== Your goal ==
Render the data as a JSON list of strings with one string per line, starting at its first line and going on through the line containing "[180,37,204,54]", both ends included. Leave out blank lines.

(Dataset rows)
☆ ☆ ☆ ☆ ☆ ☆ ☆

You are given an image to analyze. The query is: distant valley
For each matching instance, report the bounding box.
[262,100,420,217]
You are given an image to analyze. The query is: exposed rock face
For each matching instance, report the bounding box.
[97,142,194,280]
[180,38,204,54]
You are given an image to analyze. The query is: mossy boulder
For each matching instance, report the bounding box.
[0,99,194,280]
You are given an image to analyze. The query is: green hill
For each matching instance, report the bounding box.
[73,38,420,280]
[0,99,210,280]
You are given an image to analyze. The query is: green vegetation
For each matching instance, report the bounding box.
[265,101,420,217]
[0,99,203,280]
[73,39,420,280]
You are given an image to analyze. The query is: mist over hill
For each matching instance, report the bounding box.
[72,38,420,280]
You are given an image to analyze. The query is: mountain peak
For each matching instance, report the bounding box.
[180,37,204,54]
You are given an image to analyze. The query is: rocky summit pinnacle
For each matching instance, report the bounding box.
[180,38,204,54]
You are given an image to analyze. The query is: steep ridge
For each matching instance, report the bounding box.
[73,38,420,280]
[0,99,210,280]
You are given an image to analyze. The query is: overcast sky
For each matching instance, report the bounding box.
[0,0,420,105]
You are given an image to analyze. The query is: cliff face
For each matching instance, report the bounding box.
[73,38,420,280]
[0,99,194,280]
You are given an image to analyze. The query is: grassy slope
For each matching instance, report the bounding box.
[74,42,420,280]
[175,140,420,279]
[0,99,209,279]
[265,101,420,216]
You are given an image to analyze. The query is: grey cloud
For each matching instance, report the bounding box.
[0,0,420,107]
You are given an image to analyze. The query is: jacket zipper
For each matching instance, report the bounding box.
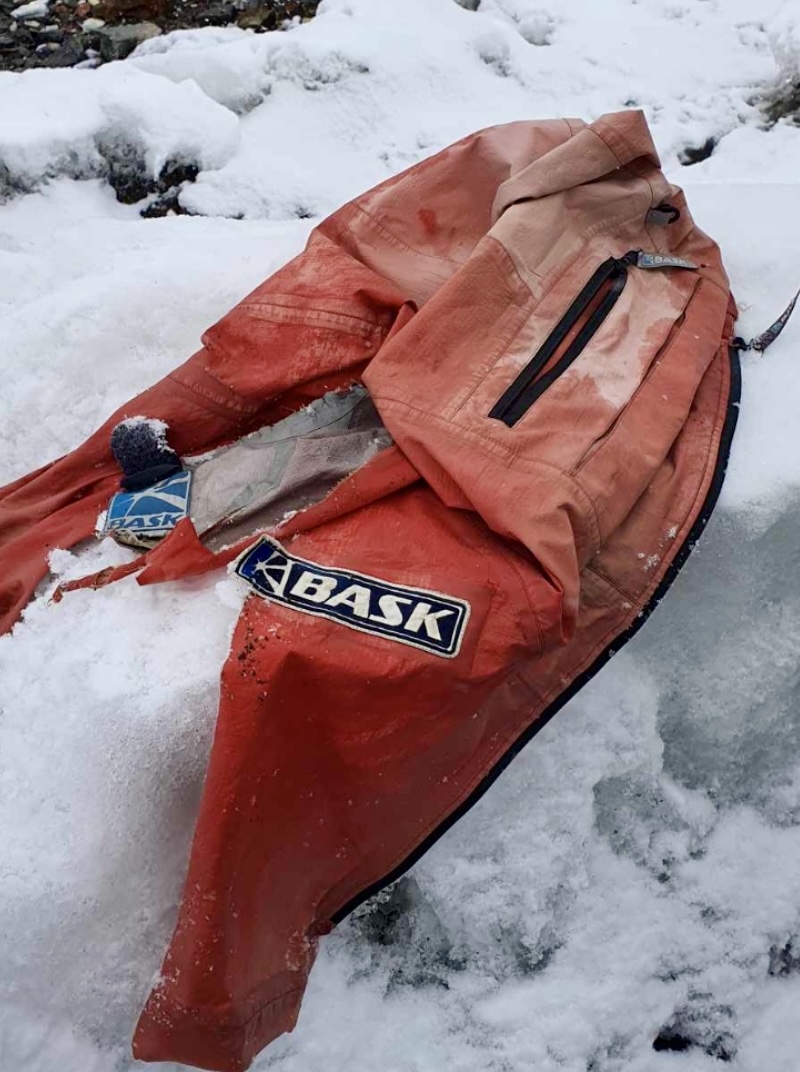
[489,250,640,428]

☆ ☆ ☆ ☆ ☆ ☆ ☆

== Worked solution ==
[
  "You are given an image to analyze. The query is: distant valley",
  "For each matching instance, report the bounding box.",
  "[262,100,420,217]",
  "You are given an image to analyze. The query is: exposed rock face",
  "For each matching instance, report the bounding box.",
  "[97,142,194,280]",
  "[180,38,204,54]",
  "You are given an image to analyze. The query is: mossy boulder",
  "For each matching instance, report the bounding box.",
  "[0,99,194,280]",
  "You are given an image to analyze. The query is: green hill",
  "For each matching instance, report the bounding box.",
  "[73,38,420,280]",
  "[0,99,210,280]",
  "You are given an image to analyze. The query is: green vegetation",
  "For each matching instance, report the bounding box.",
  "[265,101,420,217]",
  "[0,99,203,280]",
  "[73,39,420,280]",
  "You are given an image to analyze. The query is: mist over hill",
  "For each matching instance, report the bounding box.",
  "[72,38,420,280]",
  "You are given an image to analyze. The query is: mountain peak",
  "For each matching instance, report the bounding box.",
  "[180,37,204,54]"
]